* [REQUEST]:
Return the material below verbatim, from its first line up to and including the line with "[22,235,195,256]".

* [EXTRACTED MATERIAL]:
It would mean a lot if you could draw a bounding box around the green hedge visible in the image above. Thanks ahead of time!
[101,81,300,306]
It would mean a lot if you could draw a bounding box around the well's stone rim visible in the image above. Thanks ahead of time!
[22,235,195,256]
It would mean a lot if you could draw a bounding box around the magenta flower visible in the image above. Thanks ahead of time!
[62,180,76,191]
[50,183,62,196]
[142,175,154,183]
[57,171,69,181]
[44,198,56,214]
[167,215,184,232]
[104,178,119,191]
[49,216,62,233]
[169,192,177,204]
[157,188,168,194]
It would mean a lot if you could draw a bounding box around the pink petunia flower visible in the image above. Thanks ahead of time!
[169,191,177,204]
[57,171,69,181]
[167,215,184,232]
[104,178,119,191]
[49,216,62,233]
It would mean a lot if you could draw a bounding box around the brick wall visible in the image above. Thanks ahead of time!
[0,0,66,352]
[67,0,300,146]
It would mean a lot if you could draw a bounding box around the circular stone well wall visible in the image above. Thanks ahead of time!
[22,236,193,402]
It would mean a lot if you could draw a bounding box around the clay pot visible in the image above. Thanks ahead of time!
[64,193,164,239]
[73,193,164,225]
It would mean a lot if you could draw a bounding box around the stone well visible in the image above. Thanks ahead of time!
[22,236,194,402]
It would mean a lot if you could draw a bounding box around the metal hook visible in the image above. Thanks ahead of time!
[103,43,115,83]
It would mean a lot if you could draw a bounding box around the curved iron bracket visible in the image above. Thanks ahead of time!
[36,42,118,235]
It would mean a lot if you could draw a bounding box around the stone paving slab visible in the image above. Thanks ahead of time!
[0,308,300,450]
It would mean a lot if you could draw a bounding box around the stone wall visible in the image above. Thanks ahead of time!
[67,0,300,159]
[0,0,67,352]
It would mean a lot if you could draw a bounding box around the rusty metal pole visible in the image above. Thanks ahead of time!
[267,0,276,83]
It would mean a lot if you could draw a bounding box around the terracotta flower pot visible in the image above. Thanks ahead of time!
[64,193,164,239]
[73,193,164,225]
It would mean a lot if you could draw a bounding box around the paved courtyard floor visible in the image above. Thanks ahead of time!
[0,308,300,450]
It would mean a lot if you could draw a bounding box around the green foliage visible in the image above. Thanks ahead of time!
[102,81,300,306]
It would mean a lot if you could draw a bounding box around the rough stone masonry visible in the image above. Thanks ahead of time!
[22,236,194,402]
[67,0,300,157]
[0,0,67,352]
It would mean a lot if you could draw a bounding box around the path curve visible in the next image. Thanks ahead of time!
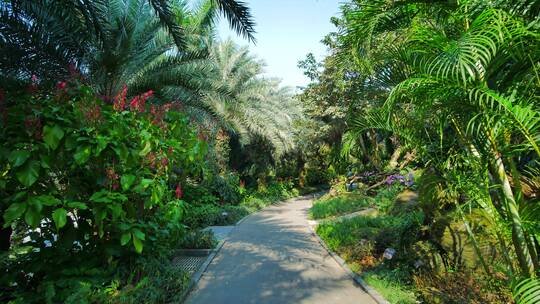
[187,196,376,304]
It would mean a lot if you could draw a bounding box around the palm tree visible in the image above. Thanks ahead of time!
[340,1,540,303]
[204,40,300,155]
[0,0,254,81]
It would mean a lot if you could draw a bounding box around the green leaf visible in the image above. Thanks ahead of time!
[134,178,154,193]
[73,145,92,165]
[94,135,109,156]
[139,141,152,156]
[120,232,131,246]
[24,205,41,228]
[15,160,39,187]
[90,190,112,203]
[132,234,143,253]
[133,228,145,241]
[39,154,51,169]
[8,150,30,167]
[113,144,129,161]
[4,203,26,227]
[67,202,88,210]
[36,195,60,206]
[120,174,137,191]
[43,125,64,150]
[53,208,67,229]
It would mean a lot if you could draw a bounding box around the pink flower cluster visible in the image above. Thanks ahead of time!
[113,84,154,112]
[105,167,120,190]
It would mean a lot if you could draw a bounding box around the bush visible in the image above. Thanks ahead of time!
[0,85,206,303]
[203,172,241,205]
[185,204,249,228]
[309,193,372,219]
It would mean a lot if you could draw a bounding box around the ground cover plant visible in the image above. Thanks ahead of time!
[309,193,372,219]
[0,0,540,304]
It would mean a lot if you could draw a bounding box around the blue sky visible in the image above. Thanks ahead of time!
[219,0,342,87]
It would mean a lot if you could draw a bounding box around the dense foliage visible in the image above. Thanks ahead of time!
[300,0,540,303]
[0,0,312,303]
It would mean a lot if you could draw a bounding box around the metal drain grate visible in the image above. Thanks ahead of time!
[173,256,206,273]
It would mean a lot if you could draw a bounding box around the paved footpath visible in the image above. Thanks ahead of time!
[187,197,375,304]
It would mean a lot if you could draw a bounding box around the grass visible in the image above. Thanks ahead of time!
[362,268,416,304]
[309,193,372,219]
[310,188,423,304]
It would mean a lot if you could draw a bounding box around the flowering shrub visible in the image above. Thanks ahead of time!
[0,83,206,302]
[386,173,414,187]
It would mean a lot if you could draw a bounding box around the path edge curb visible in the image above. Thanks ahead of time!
[307,223,390,304]
[179,191,326,304]
[179,239,227,303]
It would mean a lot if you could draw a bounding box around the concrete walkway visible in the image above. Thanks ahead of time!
[187,197,375,304]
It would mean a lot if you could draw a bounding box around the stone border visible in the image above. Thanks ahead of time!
[307,217,390,304]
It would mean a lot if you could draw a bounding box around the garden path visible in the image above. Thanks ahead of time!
[187,196,376,304]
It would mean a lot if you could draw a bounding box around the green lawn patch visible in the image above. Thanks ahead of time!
[362,267,417,304]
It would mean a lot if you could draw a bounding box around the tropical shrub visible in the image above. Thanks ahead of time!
[0,82,205,303]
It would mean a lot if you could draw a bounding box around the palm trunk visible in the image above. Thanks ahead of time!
[491,151,534,276]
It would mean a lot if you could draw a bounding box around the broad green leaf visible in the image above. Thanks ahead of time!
[120,232,131,246]
[39,154,51,169]
[53,208,67,229]
[134,178,154,193]
[139,141,152,156]
[132,234,143,253]
[4,203,26,227]
[120,174,137,191]
[43,125,64,150]
[24,206,41,228]
[8,150,30,167]
[36,195,60,206]
[67,202,88,210]
[90,190,112,203]
[113,144,129,161]
[73,145,92,165]
[108,203,124,220]
[16,160,39,187]
[27,196,43,213]
[94,135,108,156]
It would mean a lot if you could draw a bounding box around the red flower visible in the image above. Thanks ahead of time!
[114,84,127,111]
[174,183,182,199]
[138,90,154,112]
[129,95,139,111]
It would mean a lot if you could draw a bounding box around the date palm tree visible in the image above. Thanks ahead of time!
[339,0,540,303]
[0,0,255,80]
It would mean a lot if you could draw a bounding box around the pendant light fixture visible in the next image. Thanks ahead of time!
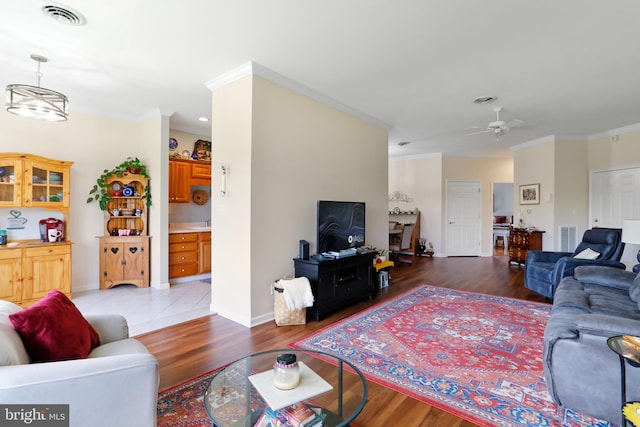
[7,55,69,122]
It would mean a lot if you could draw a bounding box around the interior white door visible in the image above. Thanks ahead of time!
[589,168,640,228]
[447,181,482,256]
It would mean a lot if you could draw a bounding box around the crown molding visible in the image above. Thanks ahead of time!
[511,135,556,151]
[587,123,640,141]
[205,62,391,131]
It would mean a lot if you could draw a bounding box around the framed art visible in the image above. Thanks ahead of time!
[520,184,540,205]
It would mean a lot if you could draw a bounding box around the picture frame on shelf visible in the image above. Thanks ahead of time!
[519,184,540,205]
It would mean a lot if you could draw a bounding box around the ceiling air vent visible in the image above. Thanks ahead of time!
[42,4,87,25]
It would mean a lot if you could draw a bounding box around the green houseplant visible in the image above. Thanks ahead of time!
[87,157,151,210]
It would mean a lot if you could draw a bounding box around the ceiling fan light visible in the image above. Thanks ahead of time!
[473,96,498,104]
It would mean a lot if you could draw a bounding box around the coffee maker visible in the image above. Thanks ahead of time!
[40,218,64,242]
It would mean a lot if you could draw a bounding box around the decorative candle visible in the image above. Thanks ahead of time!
[273,353,300,390]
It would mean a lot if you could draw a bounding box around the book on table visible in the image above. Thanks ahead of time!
[255,402,323,427]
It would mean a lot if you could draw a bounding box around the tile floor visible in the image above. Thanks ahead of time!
[72,280,211,336]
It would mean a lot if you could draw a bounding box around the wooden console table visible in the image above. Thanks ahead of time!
[509,228,544,266]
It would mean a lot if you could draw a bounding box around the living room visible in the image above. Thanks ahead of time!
[0,2,640,426]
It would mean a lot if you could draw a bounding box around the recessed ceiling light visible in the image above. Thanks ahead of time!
[473,96,498,104]
[42,3,87,26]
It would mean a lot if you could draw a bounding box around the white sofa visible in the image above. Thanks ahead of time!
[0,300,158,427]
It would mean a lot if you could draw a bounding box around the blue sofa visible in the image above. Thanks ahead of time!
[543,266,640,424]
[524,228,626,298]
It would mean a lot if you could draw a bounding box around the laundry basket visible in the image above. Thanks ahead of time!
[273,279,307,326]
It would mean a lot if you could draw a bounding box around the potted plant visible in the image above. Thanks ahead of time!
[87,157,151,210]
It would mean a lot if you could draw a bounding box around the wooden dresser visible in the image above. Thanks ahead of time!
[509,228,544,265]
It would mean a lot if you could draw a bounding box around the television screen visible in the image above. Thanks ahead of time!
[317,200,365,253]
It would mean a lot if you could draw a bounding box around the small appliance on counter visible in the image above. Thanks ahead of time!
[40,218,64,242]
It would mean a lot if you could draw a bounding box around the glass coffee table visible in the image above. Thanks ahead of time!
[204,349,368,427]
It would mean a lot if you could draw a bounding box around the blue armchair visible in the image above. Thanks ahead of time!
[524,228,626,298]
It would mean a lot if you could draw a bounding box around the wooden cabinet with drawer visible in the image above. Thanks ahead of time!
[100,236,149,289]
[198,231,211,274]
[0,242,71,307]
[169,233,198,279]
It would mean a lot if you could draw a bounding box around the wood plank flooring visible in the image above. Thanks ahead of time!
[136,252,546,427]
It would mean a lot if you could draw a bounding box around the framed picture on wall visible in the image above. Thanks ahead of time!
[520,184,540,205]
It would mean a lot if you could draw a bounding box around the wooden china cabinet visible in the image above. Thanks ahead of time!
[99,173,149,289]
[0,153,73,306]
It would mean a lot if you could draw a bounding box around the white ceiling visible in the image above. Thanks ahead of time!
[0,0,640,157]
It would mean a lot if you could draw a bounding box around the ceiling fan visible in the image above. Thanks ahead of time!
[466,107,524,140]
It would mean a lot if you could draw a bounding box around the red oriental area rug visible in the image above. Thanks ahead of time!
[293,285,611,427]
[157,369,219,427]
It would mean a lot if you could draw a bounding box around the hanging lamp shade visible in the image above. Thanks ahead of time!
[7,55,69,122]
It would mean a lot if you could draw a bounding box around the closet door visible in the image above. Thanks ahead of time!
[589,168,640,228]
[447,181,482,256]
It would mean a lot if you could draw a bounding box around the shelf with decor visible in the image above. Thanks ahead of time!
[0,153,73,306]
[0,153,73,214]
[169,158,211,203]
[87,158,151,289]
[389,208,422,256]
[104,173,149,236]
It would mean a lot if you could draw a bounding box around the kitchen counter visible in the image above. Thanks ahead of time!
[169,222,211,234]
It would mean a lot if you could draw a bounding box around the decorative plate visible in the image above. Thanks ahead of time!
[122,185,135,197]
[191,190,209,206]
[191,139,211,160]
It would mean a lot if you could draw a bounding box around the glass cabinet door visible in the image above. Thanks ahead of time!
[25,162,69,207]
[0,158,22,207]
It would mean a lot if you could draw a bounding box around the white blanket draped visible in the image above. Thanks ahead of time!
[276,277,313,310]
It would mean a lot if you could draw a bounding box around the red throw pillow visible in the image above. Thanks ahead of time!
[9,290,100,362]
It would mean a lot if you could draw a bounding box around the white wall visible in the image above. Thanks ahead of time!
[441,157,514,256]
[212,72,388,326]
[388,155,444,256]
[513,137,556,251]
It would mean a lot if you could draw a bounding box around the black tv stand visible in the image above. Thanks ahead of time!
[293,252,376,321]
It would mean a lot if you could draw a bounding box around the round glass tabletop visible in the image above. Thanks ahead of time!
[204,349,368,427]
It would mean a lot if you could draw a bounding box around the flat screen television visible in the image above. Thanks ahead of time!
[317,200,365,254]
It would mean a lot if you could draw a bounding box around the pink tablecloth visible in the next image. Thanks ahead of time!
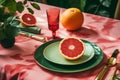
[0,4,120,80]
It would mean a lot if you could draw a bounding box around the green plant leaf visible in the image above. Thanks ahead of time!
[5,0,16,13]
[5,24,19,37]
[31,3,40,10]
[0,23,6,40]
[27,8,34,14]
[23,0,27,5]
[17,1,24,13]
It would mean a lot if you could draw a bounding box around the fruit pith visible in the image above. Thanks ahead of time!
[60,38,84,60]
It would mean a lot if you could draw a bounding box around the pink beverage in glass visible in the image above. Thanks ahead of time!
[46,8,60,39]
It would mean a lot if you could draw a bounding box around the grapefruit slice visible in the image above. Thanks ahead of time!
[20,13,37,26]
[59,37,85,60]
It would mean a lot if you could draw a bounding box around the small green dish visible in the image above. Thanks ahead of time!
[34,39,103,73]
[43,41,94,65]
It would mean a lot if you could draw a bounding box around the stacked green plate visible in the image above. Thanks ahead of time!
[34,39,103,73]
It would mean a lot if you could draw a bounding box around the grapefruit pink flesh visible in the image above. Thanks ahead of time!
[21,13,36,26]
[60,38,84,60]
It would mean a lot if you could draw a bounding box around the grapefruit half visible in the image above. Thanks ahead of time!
[59,37,85,60]
[20,13,37,26]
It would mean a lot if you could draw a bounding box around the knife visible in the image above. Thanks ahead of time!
[95,49,119,80]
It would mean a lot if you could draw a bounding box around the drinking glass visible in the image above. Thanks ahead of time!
[46,8,60,39]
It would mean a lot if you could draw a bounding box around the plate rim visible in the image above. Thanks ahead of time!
[34,40,104,73]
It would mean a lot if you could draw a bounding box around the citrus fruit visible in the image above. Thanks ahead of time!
[59,37,85,60]
[20,13,37,26]
[60,8,84,30]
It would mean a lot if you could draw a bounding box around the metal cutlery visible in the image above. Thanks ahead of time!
[95,49,119,80]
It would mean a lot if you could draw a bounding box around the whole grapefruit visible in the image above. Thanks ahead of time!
[59,37,85,60]
[20,13,37,27]
[60,8,84,30]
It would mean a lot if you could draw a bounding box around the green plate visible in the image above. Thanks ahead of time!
[43,41,94,65]
[34,39,103,73]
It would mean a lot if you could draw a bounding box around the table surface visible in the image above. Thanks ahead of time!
[0,3,120,80]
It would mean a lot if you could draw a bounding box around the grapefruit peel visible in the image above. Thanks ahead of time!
[59,37,85,60]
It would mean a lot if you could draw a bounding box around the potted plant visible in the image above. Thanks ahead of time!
[0,0,40,48]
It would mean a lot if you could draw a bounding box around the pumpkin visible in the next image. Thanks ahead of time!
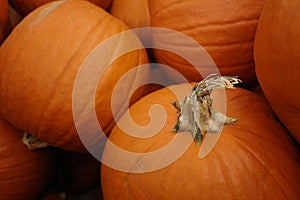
[0,0,148,152]
[0,0,11,45]
[109,0,150,28]
[62,151,100,196]
[149,0,264,87]
[101,84,300,200]
[0,118,56,200]
[254,0,300,142]
[9,6,23,28]
[9,0,112,16]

* [FINAL RESULT]:
It would mean a lot if you could draw a bounding box around the green hedge visible in the image above. Thanks ahead of time!
[101,81,300,306]
It would mean a lot if you could draw a bounding box around the well's stone rim visible in the image above. Thanks ahead of time!
[22,235,195,256]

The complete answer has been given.